### Text segment
● ● ● ● ●

Meškuičiai is a small town in Šiauliai County in northern-central Lithuania. It is closely associated with the famous Hill of Crosses, a major site of Catholic pilgrimage.

==Geography and location==
Meškuičiai lies in the Šiauliai County of northern-central Lithuania, not far from the city of Šiauliai itself.

==Demographics==
According to the 2011 census Meškuičiai had a population of 1,056 residents. Over the following decade, the town experienced a gradual population decline, with the 2021 census recording 856 inhabitants, reflecting an average annual decrease of 2.1%. Covering an area of 1.375 square kilometers, the town had a population density of approximately 622 people per square kilometer in 2021. The 2021 census also revealed a gender distribution in Meškuičiai of 390 males (45.6%) and 466 females (54.4%), indicating a slightly higher proportion of females in the population.

● ● ● ● ●

[Stored items]
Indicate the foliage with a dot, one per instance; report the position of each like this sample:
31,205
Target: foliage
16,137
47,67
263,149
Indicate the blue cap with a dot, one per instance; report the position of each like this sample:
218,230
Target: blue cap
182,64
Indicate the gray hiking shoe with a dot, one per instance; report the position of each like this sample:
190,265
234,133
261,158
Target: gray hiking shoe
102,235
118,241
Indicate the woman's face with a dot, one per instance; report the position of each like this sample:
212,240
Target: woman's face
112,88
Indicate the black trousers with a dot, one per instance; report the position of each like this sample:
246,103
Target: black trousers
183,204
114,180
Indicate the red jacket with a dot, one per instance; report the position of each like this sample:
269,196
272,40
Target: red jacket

● ● ● ● ●

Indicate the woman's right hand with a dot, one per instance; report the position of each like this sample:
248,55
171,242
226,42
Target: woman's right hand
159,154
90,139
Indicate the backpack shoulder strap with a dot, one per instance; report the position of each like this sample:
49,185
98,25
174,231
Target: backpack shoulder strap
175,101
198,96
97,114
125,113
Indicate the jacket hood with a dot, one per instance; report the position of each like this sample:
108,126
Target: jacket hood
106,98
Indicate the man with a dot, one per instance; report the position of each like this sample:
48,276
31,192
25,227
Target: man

● ● ● ● ●

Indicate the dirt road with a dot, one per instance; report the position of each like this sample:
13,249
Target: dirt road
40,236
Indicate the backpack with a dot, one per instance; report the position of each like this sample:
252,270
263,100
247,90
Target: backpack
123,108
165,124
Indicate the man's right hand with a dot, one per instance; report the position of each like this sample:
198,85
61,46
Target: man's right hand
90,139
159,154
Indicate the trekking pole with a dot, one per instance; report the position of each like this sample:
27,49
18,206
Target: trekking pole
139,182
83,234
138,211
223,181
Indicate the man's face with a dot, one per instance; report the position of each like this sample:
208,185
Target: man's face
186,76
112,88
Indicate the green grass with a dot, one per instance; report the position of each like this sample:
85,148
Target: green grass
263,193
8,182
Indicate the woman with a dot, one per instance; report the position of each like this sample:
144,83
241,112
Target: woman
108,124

● ● ● ● ●

### Instructions to follow
Pick up the text on Meškuičiai after its last sentence and carry it further.

### Response for this exercise
==Landmarks==
===The Windmill of Meškuičiai===
One of the most notable historical landmarks in Meškuičiai is its windmill, constructed around 1867. The building of the windmill is attributed to an unknown clergyman, and its history is closely tied to both Meškuičiai and the nearby village Rupeikiai. The windmill changed hands several times, with ownership passing through the Šliažas and Šerys families before eventually being acquired by Stasys Stočkus. After Stočkus's tragic death in an accident involving the mill machinery, the windmill was used communally until it was taken over by the local collective farm during the Soviet era.

===Hill of Crosses===

For a long period the parish of Meškuičiai was famous for its Hill of Crosses, on which stood more than three thousand crosses, each one with its own history. People would come on foot to erect crosses they carried with him, from all over, including Latvia, Estonia, Belarus, and the United States.